__Brief 1__
Summarize the passage on biblical inerrancy in two sentences.

***** Extract

Pretty sure I know what the answer is. But I won’t spoil it for you: go look for yourself.

2) Ok, maybe it’s not spelled out precisely in the Bible, but it’s a logical inference based on other Scriptures and on what one should expect from a perfect God.

A common pitfall is to suppose that because Passage X:YZ makes a claim about a passage or portion of “Scripture” (e.g. Psalm 119 speaking of the Law), we can extrapolate that everything the Church eventually determined to be “Scripture” somehow gets grandfathered in. So when one verse proclaims, “The Word of God shall stand forever,” it must be referring to what inerrantists now think of as the totality of the Word, the Bible. That’s clever: but it’s not biblical. In fact, it’s unapologetically extrabiblical; that is, it requires you to add other assumptions to the text, assumptions about the Church’s role that Protestants by definition reject when applied outside this one issue. What I mean is this: you’re rallying around Source A for authority while rejecting Source B, yet citing Source B as the authoritative body that proves Source A’s authority.

Many hold on to inerrancy because they believe that God does not lie, and so by extension we must assume that this must be applied to everything we call Scripture. By now you should be able to anticipate my response: what makes you think that everything we call Scripture is comprised of God’s words? This is yet another mask of a presupposition that needs to be peeled away so that we can ask the underlying question. There has to be a reason you believe that Scripture = God’s very words, and preferably it’s more defensible and less based on personal ignorance/incredulity than, “I can’t imagine it being any other way.”

**********

__Brief 2__
Arrange every line of the records below as a JSON list of strings, one string per line, leaving out blank lines.

***** Task input

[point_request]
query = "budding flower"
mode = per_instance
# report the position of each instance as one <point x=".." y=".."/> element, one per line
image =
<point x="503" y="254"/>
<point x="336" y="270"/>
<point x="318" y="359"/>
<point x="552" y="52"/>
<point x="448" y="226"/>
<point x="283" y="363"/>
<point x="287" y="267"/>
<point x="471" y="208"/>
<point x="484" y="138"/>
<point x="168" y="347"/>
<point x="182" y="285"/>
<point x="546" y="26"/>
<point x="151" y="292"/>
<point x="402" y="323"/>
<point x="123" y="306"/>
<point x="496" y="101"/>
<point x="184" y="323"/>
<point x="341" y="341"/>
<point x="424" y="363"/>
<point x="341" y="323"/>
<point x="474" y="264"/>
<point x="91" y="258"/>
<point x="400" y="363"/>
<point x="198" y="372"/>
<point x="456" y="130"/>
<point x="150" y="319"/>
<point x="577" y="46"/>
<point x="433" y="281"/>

**********

__Worked answer 1__
The writer argues that using a verse's claim about "Scripture" to cover everything the Church later counted as Scripture adds extrabiblical assumptions about the Church's authority, which Protestants reject elsewhere. The writer also questions the view that because God does not lie, inerrancy must apply to all Scripture, and asks what grounds the belief that Scripture is God's very words.

__Worked answer 2__
[
  "[point_request]",
  "query = \"budding flower\"",
  "mode = per_instance",
  "# report the position of each instance as one <point x=\"..\" y=\"..\"/> element, one per line",
  "image =",
  "<point x=\"503\" y=\"254\"/>",
  "<point x=\"336\" y=\"270\"/>",
  "<point x=\"318\" y=\"359\"/>",
  "<point x=\"552\" y=\"52\"/>",
  "<point x=\"448\" y=\"226\"/>",
  "<point x=\"283\" y=\"363\"/>",
  "<point x=\"287\" y=\"267\"/>",
  "<point x=\"471\" y=\"208\"/>",
  "<point x=\"484\" y=\"138\"/>",
  "<point x=\"168\" y=\"347\"/>",
  "<point x=\"182\" y=\"285\"/>",
  "<point x=\"546\" y=\"26\"/>",
  "<point x=\"151\" y=\"292\"/>",
  "<point x=\"402\" y=\"323\"/>",
  "<point x=\"123\" y=\"306\"/>",
  "<point x=\"496\" y=\"101\"/>",
  "<point x=\"184\" y=\"323\"/>",
  "<point x=\"341\" y=\"341\"/>",
  "<point x=\"424\" y=\"363\"/>",
  "<point x=\"341\" y=\"323\"/>",
  "<point x=\"474\" y=\"264\"/>",
  "<point x=\"91\" y=\"258\"/>",
  "<point x=\"400\" y=\"363\"/>",
  "<point x=\"198\" y=\"372\"/>",
  "<point x=\"456\" y=\"130\"/>",
  "<point x=\"150\" y=\"319\"/>",
  "<point x=\"577\" y=\"46\"/>",
  "<point x=\"433\" y=\"281\"/>"
]